I’ve
written about Initium’s fascinating work in the past, having
devoted a single review to no less than seven in this series
(see
review).
Volume eight has escaped review but nine is available and
the subject under discussion now. In case you don’t want
to plough through the previous text on the subject a few
largely reprised words should cover what this project is
and what it does.
Initium,
presided over by Roderick Simpson, has now produced a series
of nine discs attempting to restore rare eighteenth century
music. He uses a combination of synthesizer and computer
and has put to scholarly use the research he has made into
performance practice, orchestral layouts, acoustics – sizes
of the halls in the main – orchestrations and techniques
of the composers involved. If the words synthesizer and computer
strike fear into your heart you should know that Simpson
is an accomplished musician and has programmed his electronic
equipment with care and discretion.

## [Task brief]
Continue the review of Initium's eighteenth-century music series, starting right after its final sentence.

## [Raw records]
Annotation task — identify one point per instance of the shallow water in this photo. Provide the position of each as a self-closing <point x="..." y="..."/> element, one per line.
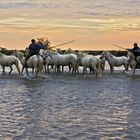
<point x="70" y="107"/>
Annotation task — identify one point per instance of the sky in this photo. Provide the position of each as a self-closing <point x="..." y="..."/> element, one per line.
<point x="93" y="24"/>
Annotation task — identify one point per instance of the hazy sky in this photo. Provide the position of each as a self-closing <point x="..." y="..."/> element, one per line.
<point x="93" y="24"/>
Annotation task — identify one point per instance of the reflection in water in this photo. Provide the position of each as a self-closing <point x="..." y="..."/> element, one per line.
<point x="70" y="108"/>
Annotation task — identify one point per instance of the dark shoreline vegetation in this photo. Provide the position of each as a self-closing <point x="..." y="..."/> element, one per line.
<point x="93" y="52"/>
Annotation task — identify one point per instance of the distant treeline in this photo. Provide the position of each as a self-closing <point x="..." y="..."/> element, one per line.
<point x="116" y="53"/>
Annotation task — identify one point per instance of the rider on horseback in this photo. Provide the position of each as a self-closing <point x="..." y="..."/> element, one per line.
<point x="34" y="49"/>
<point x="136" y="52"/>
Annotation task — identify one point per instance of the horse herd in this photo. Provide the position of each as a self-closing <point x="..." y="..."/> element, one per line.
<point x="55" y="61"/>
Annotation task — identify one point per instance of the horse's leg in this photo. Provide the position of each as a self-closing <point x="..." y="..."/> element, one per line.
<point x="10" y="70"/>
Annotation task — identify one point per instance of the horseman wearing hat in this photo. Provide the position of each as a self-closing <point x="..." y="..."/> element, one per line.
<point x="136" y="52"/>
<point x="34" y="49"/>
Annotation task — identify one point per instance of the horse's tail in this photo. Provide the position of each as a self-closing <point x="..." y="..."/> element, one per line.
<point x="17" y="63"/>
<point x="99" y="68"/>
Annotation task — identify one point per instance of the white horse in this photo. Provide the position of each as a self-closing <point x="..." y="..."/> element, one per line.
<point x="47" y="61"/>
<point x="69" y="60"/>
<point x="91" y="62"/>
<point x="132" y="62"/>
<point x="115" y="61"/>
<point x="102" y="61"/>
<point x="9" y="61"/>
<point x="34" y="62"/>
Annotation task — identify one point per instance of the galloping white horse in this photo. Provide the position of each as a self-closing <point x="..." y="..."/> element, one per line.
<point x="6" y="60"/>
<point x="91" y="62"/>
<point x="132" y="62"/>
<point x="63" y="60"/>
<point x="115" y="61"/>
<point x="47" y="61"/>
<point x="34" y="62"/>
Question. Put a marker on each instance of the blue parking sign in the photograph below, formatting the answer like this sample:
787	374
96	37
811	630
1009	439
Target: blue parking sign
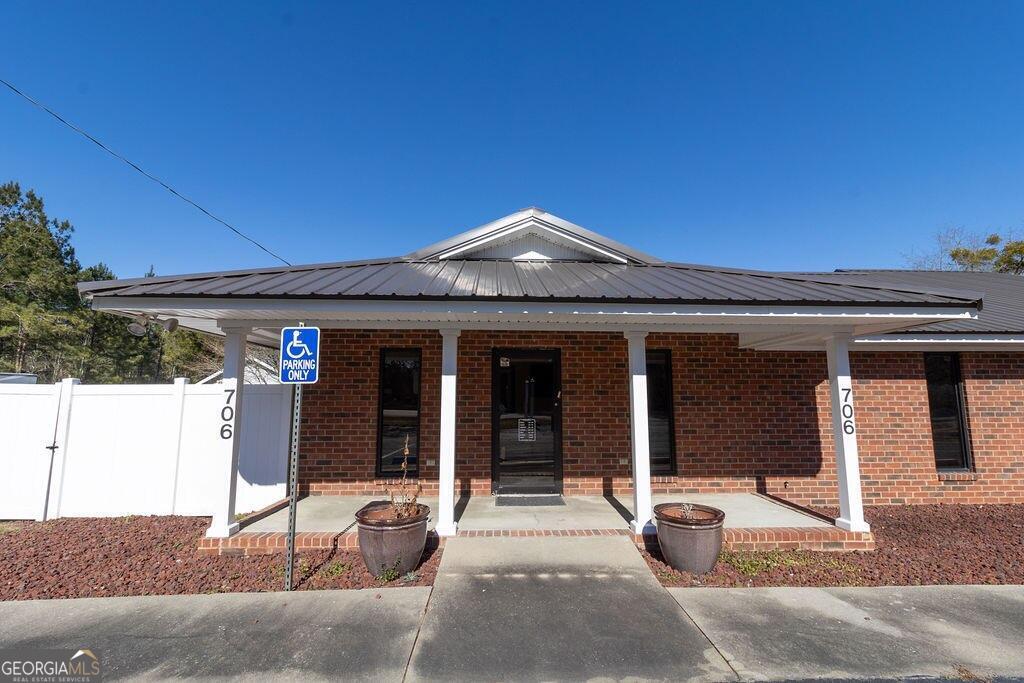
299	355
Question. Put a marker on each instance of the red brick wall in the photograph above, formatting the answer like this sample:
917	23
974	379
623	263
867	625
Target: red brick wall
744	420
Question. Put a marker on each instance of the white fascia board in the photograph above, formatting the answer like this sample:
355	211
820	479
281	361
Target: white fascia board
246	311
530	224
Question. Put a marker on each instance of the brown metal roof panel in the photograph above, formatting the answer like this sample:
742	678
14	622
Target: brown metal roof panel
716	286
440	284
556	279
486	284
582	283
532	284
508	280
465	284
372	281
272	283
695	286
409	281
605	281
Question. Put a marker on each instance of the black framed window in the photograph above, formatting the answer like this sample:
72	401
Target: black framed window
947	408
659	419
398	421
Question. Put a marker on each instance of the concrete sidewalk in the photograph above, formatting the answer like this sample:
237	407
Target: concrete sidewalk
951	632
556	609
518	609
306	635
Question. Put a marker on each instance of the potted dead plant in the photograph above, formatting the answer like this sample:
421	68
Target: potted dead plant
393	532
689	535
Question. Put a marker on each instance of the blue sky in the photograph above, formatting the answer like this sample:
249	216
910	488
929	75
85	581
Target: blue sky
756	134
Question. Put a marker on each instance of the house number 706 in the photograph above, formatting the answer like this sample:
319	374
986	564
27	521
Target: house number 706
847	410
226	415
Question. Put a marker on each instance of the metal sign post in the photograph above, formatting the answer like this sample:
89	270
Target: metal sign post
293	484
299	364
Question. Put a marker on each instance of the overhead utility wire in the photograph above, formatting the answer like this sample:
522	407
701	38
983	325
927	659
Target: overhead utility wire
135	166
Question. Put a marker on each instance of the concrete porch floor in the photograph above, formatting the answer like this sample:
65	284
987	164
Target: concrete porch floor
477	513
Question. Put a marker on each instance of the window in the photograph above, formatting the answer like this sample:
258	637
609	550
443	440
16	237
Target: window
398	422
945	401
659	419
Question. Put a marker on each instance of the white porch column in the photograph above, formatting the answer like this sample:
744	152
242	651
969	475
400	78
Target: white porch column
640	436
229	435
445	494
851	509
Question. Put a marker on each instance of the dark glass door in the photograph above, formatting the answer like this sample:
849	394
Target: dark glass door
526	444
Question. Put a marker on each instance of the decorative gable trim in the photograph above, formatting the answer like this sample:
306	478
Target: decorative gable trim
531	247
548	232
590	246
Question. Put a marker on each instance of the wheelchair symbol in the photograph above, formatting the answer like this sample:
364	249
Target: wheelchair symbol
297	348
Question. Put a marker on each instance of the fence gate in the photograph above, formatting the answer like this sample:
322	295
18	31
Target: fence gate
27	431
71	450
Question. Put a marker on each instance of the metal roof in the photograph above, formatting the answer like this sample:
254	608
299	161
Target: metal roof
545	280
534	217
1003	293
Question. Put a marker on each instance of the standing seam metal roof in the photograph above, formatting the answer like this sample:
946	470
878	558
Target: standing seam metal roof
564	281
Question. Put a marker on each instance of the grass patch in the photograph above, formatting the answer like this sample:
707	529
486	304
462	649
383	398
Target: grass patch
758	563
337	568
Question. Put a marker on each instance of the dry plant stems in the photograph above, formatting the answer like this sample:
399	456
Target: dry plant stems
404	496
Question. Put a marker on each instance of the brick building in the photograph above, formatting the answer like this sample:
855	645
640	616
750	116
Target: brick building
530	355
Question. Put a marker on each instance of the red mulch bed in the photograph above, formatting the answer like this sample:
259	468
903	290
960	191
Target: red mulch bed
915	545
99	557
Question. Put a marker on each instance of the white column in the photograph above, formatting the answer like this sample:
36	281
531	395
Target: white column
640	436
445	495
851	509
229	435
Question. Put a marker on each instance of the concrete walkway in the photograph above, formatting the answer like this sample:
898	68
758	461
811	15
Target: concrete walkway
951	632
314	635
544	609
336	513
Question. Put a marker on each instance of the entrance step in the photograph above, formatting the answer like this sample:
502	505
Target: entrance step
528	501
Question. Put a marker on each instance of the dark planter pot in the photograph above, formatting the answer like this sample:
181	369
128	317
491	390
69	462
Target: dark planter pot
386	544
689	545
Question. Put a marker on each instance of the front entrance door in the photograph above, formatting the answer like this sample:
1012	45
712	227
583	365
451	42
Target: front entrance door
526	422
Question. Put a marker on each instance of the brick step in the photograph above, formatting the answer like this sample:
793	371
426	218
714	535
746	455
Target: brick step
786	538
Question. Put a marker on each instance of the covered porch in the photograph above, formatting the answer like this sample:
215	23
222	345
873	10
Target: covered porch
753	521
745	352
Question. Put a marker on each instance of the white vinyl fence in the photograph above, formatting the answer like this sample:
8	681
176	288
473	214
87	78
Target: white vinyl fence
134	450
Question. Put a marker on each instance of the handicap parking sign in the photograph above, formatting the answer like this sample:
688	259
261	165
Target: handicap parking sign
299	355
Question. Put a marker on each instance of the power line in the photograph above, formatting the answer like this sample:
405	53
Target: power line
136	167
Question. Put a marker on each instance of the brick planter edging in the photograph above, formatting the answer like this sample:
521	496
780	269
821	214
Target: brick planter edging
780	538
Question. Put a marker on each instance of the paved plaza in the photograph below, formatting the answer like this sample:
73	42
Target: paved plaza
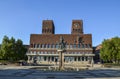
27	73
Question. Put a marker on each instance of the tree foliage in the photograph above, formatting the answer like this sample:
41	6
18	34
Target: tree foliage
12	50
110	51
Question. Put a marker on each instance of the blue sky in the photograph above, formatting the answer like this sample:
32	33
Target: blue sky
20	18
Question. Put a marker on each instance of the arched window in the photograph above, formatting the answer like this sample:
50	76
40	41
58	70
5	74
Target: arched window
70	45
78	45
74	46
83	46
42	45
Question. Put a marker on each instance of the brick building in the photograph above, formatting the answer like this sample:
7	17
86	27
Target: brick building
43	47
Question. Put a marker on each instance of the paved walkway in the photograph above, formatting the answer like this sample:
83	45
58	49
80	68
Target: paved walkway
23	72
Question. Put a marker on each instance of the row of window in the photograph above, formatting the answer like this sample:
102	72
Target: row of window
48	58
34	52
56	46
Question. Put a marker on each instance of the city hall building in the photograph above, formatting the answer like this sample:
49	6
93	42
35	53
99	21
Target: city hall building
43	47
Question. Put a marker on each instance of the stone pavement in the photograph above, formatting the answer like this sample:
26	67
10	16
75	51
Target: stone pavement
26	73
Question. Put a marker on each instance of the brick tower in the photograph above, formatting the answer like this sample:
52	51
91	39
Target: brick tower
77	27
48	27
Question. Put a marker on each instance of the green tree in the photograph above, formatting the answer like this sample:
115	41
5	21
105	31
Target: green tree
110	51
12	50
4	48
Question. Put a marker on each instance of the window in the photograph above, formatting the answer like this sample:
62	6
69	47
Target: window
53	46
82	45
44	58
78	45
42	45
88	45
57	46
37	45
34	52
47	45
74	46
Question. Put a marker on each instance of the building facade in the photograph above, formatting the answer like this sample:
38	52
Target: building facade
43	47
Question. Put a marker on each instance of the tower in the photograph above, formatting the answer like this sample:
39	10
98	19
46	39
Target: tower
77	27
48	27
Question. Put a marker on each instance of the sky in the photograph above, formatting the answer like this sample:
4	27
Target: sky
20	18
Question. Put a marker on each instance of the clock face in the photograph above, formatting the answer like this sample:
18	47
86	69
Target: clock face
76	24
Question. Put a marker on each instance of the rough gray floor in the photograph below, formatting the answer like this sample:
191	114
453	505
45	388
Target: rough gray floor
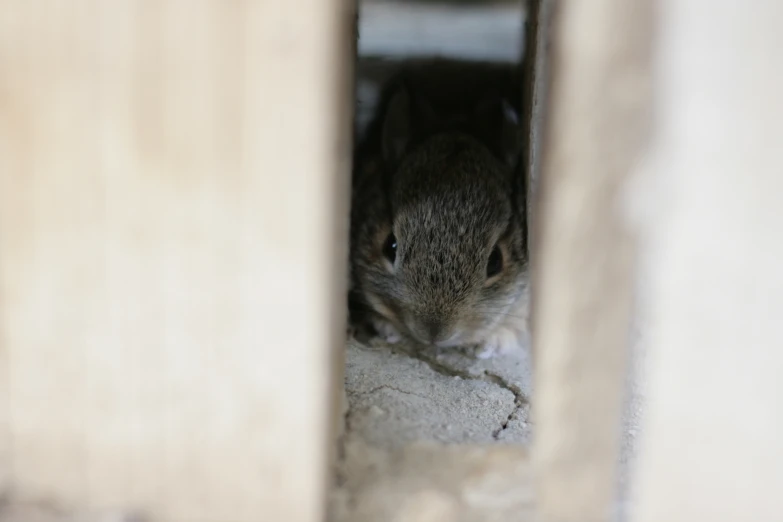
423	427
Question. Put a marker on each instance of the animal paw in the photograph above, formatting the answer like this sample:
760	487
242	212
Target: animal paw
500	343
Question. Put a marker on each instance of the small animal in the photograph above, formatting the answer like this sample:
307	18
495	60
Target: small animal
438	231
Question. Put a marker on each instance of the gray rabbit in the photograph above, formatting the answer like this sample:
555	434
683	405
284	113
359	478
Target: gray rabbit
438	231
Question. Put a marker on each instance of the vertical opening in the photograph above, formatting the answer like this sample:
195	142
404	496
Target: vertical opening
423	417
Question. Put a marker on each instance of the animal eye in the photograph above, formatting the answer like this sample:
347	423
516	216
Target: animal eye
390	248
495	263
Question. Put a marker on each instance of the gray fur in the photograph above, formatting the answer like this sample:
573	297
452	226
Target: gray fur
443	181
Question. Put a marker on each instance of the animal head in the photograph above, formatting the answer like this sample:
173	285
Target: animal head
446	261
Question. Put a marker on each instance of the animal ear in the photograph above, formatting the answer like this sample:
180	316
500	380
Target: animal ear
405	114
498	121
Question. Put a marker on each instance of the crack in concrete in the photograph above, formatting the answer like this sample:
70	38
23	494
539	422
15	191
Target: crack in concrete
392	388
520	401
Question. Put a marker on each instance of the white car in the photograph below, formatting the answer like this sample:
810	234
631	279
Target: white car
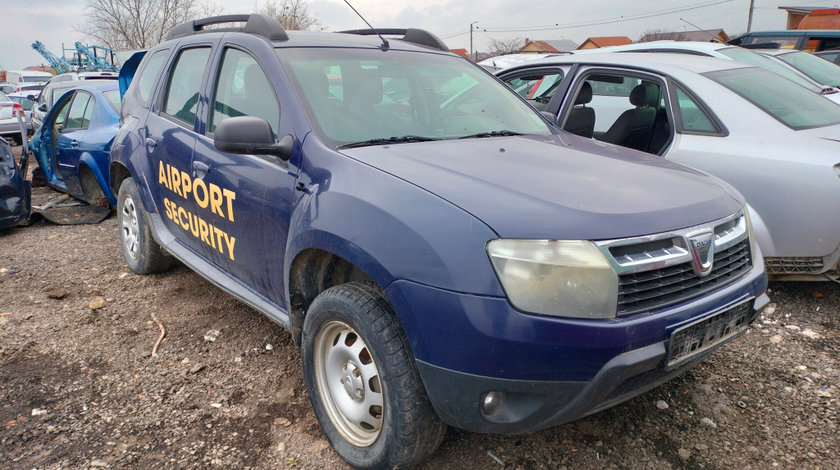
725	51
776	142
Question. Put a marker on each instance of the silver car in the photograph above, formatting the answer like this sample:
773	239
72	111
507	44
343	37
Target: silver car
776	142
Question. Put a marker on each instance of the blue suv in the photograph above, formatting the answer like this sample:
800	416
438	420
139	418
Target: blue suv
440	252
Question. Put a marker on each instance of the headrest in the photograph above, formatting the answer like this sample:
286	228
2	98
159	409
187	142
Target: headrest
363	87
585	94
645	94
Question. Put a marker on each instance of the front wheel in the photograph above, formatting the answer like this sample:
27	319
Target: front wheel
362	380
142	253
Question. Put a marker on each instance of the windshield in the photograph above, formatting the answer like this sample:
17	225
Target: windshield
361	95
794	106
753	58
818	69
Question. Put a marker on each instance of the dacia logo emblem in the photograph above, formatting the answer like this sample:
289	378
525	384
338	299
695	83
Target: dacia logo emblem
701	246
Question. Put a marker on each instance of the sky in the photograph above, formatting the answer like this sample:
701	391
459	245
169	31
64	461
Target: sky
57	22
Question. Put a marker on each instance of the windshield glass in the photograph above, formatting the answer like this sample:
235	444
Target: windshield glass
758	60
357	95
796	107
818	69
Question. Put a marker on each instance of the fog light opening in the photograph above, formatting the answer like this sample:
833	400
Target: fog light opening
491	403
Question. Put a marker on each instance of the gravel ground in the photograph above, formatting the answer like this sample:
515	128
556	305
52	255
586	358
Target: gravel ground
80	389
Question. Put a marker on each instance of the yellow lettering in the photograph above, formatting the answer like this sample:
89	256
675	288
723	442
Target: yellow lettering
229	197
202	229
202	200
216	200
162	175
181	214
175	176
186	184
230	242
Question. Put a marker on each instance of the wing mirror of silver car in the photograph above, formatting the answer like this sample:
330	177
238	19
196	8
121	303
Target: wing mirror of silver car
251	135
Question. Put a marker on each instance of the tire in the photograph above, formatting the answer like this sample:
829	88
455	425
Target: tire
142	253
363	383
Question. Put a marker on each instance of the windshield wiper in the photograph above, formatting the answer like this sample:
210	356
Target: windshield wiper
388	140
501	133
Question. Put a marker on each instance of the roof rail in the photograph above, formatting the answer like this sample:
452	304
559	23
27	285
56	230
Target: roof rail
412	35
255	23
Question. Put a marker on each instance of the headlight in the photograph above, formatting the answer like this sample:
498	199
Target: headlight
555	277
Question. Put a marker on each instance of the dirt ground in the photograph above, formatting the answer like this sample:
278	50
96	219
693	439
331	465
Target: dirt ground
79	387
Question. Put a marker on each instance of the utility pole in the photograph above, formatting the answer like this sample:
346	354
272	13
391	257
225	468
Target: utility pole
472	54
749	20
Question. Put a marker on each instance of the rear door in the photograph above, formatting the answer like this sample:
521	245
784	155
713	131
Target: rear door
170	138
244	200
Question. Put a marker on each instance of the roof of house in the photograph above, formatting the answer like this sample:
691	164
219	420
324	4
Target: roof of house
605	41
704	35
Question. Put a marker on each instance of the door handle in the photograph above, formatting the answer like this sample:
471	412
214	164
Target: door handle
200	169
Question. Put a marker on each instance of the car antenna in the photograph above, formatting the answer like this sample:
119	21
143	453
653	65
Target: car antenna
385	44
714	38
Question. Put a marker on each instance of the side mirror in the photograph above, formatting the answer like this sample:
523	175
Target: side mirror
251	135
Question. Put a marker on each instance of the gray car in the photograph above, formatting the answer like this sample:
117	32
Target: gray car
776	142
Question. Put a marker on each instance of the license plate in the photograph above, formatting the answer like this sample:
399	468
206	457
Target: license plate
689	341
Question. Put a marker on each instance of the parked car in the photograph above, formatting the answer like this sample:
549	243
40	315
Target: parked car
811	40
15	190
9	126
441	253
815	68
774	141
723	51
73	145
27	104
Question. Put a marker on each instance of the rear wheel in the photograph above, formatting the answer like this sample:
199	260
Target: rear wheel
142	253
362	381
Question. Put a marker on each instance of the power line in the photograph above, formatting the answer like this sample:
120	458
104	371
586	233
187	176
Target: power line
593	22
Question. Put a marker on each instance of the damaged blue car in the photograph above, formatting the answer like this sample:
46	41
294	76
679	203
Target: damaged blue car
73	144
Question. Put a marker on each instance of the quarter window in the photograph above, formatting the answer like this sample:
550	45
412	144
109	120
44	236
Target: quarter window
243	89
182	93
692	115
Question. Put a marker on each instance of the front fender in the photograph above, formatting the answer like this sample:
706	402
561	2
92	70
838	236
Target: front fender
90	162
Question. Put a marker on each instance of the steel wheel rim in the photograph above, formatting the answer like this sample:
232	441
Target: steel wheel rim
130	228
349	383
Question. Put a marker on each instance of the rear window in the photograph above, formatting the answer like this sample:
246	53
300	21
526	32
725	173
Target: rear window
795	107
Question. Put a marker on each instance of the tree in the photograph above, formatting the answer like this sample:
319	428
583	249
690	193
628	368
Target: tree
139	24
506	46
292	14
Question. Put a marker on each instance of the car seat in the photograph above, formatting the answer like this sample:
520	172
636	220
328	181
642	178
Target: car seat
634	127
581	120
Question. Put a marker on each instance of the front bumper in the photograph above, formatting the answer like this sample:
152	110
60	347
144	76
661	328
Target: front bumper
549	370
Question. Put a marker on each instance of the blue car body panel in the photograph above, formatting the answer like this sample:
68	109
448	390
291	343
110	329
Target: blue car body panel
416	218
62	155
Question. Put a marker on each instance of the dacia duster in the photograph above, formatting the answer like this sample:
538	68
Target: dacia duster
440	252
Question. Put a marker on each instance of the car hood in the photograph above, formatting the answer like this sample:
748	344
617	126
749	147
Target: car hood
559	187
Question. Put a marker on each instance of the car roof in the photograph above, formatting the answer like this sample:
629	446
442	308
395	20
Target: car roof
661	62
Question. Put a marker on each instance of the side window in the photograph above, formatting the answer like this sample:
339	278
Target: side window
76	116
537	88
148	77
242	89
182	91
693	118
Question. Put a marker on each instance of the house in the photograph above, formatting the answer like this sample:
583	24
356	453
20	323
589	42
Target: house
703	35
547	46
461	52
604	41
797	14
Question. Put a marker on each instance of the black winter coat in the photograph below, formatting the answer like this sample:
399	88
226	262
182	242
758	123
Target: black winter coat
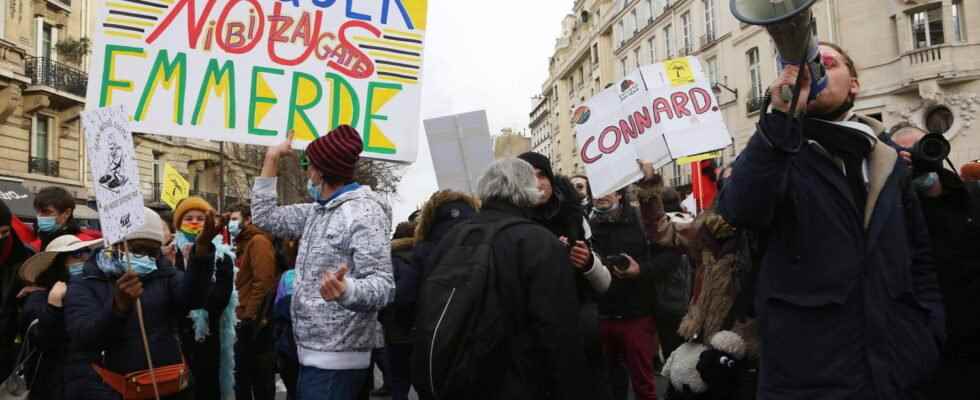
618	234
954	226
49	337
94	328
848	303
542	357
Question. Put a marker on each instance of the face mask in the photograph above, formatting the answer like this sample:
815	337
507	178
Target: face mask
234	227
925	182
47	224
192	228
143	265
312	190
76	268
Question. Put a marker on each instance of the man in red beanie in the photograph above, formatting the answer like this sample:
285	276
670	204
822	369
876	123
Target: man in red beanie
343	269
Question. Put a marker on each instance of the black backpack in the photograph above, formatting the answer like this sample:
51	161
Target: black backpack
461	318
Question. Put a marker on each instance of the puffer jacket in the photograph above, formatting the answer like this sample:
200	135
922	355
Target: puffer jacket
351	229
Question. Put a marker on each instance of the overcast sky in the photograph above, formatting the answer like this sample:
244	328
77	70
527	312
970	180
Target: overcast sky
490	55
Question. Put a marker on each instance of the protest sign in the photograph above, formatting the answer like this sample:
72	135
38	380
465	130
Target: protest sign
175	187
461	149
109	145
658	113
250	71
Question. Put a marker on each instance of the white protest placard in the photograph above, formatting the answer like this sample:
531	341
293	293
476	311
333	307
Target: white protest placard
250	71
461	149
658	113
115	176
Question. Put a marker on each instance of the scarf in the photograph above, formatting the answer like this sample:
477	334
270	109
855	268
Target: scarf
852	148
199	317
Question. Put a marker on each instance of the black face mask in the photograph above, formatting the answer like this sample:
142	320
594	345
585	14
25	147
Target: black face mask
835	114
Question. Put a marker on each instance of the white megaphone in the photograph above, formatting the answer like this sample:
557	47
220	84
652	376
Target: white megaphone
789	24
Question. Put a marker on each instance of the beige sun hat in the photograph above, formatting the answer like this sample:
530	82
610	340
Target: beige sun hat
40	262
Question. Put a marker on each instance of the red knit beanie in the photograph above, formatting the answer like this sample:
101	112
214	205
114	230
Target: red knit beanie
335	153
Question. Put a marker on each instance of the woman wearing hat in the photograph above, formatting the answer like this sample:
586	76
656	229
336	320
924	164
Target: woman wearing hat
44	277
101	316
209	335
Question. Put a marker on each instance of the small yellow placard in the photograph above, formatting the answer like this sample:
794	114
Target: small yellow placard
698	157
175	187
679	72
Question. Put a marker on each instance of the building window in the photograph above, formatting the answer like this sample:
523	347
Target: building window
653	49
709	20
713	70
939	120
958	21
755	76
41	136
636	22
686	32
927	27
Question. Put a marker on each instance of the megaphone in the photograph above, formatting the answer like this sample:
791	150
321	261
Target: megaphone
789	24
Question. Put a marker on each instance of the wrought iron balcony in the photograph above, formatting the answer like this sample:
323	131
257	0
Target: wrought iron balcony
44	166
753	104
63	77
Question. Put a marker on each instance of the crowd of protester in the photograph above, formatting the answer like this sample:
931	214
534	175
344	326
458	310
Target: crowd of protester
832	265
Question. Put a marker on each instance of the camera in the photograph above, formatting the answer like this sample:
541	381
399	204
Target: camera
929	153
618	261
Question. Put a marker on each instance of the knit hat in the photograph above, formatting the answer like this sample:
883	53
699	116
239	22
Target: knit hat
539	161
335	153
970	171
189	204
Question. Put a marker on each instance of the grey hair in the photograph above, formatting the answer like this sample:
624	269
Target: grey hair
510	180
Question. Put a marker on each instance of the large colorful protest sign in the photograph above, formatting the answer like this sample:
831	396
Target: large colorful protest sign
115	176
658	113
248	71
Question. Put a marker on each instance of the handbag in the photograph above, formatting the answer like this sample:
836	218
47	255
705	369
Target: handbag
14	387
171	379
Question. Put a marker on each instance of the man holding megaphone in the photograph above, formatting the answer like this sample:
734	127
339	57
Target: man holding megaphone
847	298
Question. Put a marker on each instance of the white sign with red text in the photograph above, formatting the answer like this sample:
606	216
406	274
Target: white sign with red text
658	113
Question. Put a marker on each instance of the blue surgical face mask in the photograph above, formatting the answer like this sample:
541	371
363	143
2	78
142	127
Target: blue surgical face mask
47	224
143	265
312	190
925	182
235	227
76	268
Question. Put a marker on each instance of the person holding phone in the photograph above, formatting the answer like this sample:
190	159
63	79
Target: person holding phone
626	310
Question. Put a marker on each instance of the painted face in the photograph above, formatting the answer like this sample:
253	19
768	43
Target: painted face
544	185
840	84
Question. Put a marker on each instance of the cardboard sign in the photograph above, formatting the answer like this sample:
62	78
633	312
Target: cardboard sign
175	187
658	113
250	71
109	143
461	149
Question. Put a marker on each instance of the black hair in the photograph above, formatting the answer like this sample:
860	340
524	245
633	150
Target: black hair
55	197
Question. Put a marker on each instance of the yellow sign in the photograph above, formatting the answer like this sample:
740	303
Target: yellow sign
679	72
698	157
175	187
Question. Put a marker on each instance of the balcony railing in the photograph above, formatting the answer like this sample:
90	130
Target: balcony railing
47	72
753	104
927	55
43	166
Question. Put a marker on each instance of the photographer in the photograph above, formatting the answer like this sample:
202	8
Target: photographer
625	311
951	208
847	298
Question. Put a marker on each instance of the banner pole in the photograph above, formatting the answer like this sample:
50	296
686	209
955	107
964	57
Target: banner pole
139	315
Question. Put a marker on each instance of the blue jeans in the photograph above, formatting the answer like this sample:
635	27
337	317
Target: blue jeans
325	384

## [Result]
This
volume is predicated on the idea of it taking place at a
concert
in the Teatro Italia, Venice, in 1776. It’s a concert of
Mozart and Wagenseil, the latter something of a project rediscovery
for Simpson. We are long used to recordings of the Trombone
Concerto by Wagenseil as well as symphonic works and the
Harp Concerto too I suppose. But the Fortepiano Concertos
are rare birds; these are the focus of the disc. There’s
real buoyancy in the D major, engaging, and with considerable
phrasal sensitivity in the slow movement. The E flat major
sports a very tricky solo part indeed – not that the Fourth
was a doddle – and it’s played with a degree of panache here.
So too the lovely slow movement. Significant historically
informed questions are raised, discussed and musically and
editorially implemented in these works – and the booklet
notes make highly instructive reading on such things as figured
bass parts, cadenzas, the use of batement and other matters.
In
the Mozart symphony the synthesised sounds do reveal themselves
more markedly – the strings retain a degree of integrity
but it’s one that sounds like an organ/harpsichord sonority.
These
clever performances encourage me to reprise the concluding
paragraph of my last review, that you could do much worse
than to encounter music in this form, however sometimes imperfect;
at its best this disc and the set from which it derives (all
available singly) reveals tantalising things about a whole
strata of (particularly) Viennese composition and in doing
so broadens and deepens our awareness, and admiration, of
it.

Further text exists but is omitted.